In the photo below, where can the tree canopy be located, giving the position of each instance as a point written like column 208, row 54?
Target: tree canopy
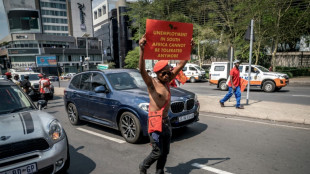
column 218, row 24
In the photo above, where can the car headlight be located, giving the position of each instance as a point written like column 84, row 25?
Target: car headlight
column 55, row 131
column 144, row 106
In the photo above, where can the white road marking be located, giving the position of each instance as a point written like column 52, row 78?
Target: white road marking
column 301, row 95
column 211, row 169
column 237, row 119
column 102, row 136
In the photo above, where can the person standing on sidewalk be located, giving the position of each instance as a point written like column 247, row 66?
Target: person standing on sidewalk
column 44, row 86
column 234, row 86
column 8, row 76
column 159, row 127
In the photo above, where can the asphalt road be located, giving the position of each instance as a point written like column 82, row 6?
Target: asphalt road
column 215, row 143
column 289, row 94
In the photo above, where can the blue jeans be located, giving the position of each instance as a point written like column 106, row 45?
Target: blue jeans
column 237, row 93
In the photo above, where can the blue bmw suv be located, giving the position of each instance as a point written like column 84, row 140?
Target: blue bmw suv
column 118, row 98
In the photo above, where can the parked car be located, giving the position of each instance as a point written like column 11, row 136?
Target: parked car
column 53, row 78
column 67, row 76
column 118, row 98
column 2, row 77
column 31, row 140
column 260, row 77
column 193, row 72
column 34, row 80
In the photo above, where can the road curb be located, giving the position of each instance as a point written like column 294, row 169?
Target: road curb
column 284, row 112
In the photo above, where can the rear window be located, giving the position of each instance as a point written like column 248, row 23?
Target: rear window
column 219, row 68
column 75, row 82
column 85, row 81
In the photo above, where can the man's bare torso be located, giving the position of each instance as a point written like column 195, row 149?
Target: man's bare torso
column 159, row 95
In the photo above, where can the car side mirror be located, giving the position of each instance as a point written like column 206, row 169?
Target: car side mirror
column 101, row 89
column 41, row 104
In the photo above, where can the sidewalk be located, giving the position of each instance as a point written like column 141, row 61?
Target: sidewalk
column 304, row 81
column 293, row 113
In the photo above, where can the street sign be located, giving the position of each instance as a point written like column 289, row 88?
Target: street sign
column 46, row 61
column 102, row 66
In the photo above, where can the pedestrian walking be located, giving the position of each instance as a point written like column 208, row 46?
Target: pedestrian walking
column 16, row 79
column 159, row 127
column 26, row 85
column 234, row 86
column 44, row 86
column 8, row 75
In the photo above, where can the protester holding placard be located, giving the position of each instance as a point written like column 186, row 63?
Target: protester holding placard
column 159, row 127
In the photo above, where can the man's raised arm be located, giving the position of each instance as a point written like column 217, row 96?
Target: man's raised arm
column 147, row 79
column 181, row 65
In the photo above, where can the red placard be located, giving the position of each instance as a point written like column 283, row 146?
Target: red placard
column 168, row 40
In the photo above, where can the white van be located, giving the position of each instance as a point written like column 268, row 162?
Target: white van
column 193, row 72
column 260, row 76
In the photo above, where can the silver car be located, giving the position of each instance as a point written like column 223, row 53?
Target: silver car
column 31, row 141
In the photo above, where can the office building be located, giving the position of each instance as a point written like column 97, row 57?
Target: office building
column 111, row 25
column 49, row 27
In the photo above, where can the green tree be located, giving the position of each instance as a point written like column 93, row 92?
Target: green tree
column 132, row 58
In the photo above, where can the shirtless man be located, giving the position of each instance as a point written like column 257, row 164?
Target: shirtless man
column 159, row 93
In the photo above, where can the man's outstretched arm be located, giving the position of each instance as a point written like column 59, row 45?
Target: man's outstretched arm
column 147, row 79
column 181, row 65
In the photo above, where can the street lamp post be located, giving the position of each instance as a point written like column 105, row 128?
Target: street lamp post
column 63, row 59
column 87, row 58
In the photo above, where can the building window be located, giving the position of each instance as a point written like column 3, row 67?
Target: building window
column 99, row 12
column 95, row 14
column 104, row 9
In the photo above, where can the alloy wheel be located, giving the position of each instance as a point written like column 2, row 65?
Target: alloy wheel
column 128, row 127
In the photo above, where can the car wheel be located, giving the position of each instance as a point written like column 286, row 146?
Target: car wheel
column 130, row 128
column 278, row 88
column 269, row 86
column 73, row 114
column 192, row 80
column 66, row 166
column 223, row 86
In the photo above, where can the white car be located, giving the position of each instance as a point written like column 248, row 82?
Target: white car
column 67, row 76
column 31, row 140
column 260, row 77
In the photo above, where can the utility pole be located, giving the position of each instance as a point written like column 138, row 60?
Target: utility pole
column 250, row 60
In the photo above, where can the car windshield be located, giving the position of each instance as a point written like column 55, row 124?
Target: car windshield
column 13, row 100
column 32, row 77
column 263, row 69
column 197, row 67
column 126, row 80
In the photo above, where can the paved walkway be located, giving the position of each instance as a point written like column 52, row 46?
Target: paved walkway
column 285, row 112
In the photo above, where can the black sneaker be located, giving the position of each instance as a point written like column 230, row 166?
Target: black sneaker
column 142, row 169
column 240, row 107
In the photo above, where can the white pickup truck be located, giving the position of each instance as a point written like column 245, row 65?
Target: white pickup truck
column 260, row 77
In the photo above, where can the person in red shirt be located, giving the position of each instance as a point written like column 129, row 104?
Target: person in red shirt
column 8, row 76
column 234, row 87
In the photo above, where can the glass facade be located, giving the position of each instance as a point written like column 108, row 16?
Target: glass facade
column 23, row 20
column 55, row 28
column 55, row 20
column 54, row 13
column 49, row 10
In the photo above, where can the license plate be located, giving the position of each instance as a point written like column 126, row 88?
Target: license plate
column 28, row 169
column 186, row 117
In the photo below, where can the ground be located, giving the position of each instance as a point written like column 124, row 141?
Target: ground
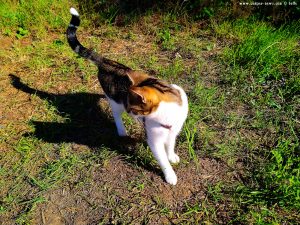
column 62, row 162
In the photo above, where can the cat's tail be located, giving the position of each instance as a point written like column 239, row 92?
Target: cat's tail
column 75, row 44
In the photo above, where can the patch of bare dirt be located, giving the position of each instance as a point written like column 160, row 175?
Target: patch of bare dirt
column 114, row 194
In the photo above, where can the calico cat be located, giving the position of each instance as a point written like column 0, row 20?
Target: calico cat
column 162, row 107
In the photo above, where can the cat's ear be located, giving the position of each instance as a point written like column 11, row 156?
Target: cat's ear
column 137, row 95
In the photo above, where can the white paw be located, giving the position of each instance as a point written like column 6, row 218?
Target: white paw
column 171, row 177
column 122, row 132
column 173, row 158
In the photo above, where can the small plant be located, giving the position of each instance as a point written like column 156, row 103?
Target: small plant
column 165, row 39
column 21, row 33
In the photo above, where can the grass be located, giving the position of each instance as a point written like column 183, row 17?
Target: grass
column 239, row 147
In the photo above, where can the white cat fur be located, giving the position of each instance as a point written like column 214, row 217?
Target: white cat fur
column 160, row 139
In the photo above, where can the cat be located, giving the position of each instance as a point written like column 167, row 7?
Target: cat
column 162, row 108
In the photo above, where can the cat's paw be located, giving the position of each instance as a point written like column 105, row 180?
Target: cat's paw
column 122, row 133
column 173, row 158
column 171, row 177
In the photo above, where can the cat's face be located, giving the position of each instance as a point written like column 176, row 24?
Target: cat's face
column 142, row 101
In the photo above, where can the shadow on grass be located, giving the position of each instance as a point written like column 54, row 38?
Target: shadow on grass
column 87, row 123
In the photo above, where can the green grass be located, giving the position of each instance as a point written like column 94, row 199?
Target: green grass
column 239, row 147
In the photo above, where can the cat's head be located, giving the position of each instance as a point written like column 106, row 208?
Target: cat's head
column 142, row 101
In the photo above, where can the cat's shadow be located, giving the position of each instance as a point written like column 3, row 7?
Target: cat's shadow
column 85, row 122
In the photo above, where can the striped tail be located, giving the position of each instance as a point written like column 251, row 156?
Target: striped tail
column 75, row 44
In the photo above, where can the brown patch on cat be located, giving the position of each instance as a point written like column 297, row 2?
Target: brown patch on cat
column 146, row 99
column 137, row 77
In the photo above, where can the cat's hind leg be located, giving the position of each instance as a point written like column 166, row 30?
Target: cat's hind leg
column 170, row 146
column 117, row 110
column 156, row 142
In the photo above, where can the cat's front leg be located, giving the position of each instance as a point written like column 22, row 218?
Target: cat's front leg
column 158, row 150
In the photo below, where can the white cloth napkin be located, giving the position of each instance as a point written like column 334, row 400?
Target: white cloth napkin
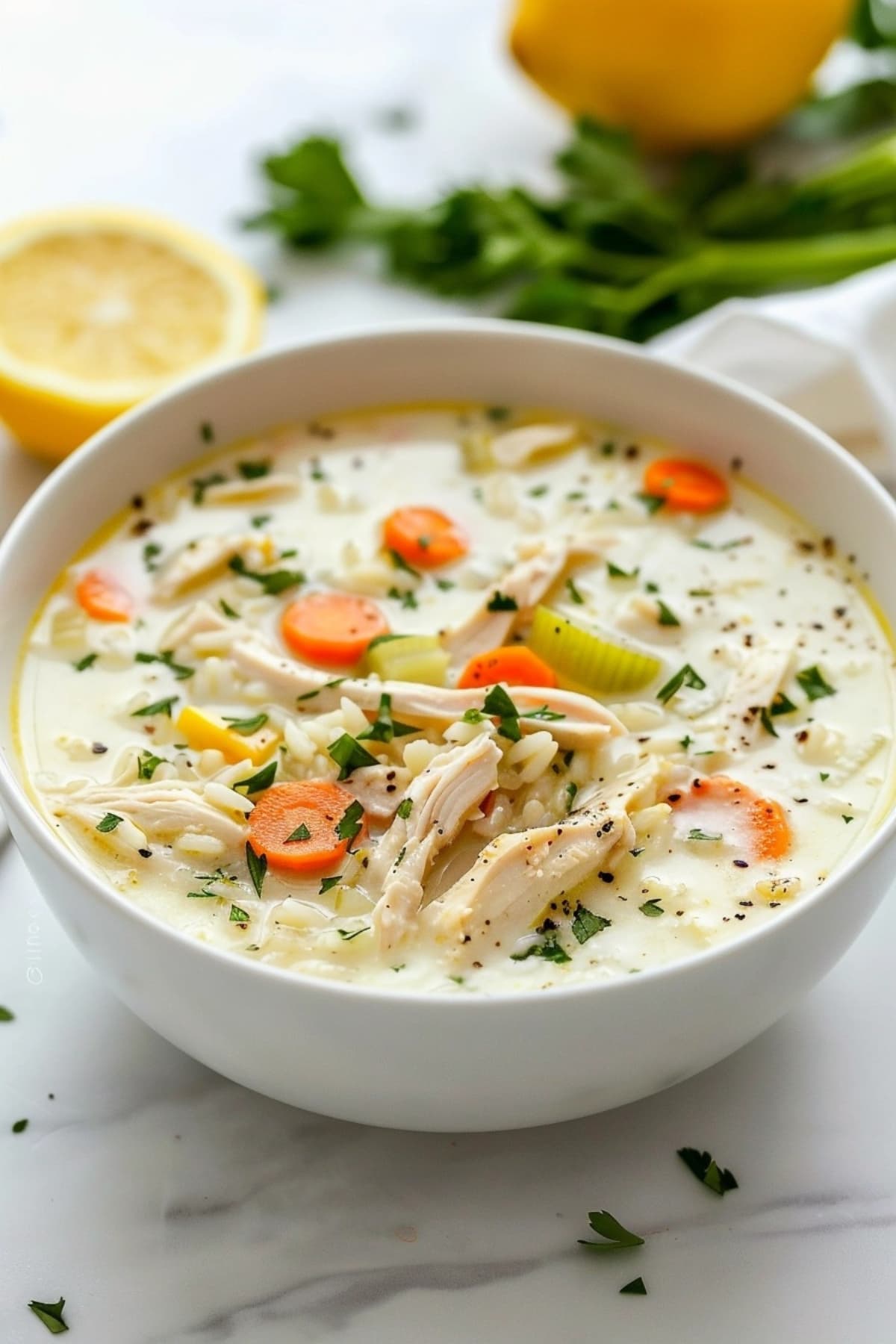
column 829, row 354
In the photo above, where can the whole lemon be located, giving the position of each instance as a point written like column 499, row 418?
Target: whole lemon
column 677, row 73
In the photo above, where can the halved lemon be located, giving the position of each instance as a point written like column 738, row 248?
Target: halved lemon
column 101, row 308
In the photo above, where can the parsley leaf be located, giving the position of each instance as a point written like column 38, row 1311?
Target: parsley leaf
column 684, row 676
column 257, row 865
column 615, row 1236
column 585, row 924
column 349, row 756
column 707, row 1169
column 261, row 780
column 815, row 685
column 501, row 603
column 156, row 707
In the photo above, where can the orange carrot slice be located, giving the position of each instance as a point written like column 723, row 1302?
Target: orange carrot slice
column 102, row 597
column 332, row 628
column 512, row 663
column 294, row 826
column 425, row 537
column 761, row 821
column 685, row 485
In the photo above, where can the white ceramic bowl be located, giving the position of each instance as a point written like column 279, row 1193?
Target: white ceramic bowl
column 429, row 1062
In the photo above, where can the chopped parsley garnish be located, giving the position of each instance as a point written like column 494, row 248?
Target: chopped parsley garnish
column 152, row 550
column 385, row 727
column 815, row 685
column 684, row 676
column 147, row 765
column 499, row 705
column 257, row 865
column 246, row 726
column 585, row 924
column 351, row 821
column 261, row 780
column 252, row 470
column 202, row 483
column 349, row 756
column 615, row 1236
column 615, row 573
column 273, row 582
column 167, row 658
column 401, row 564
column 52, row 1315
column 329, row 685
column 707, row 1169
column 501, row 603
column 548, row 949
column 156, row 707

⁂

Put the material above, from its first line through the line containing "column 102, row 136", into a numbered list with no blank lines, and leave the pictures out.

- _TASK SOLUTION_:
1. In the photo below, where can the tree canopy be located, giving the position of each instance as a point written like column 208, row 54?
2. Target: tree canopy
3. column 218, row 24
4. In the photo above, where can the car headlight be located, giving the position of each instance as a point written like column 84, row 25?
5. Target: car headlight
6. column 55, row 131
7. column 144, row 106
8. In the photo above, where can the white road marking be located, giving the position of each instance as a point written like column 52, row 78?
9. Target: white road marking
10. column 301, row 95
11. column 211, row 169
12. column 237, row 119
13. column 102, row 136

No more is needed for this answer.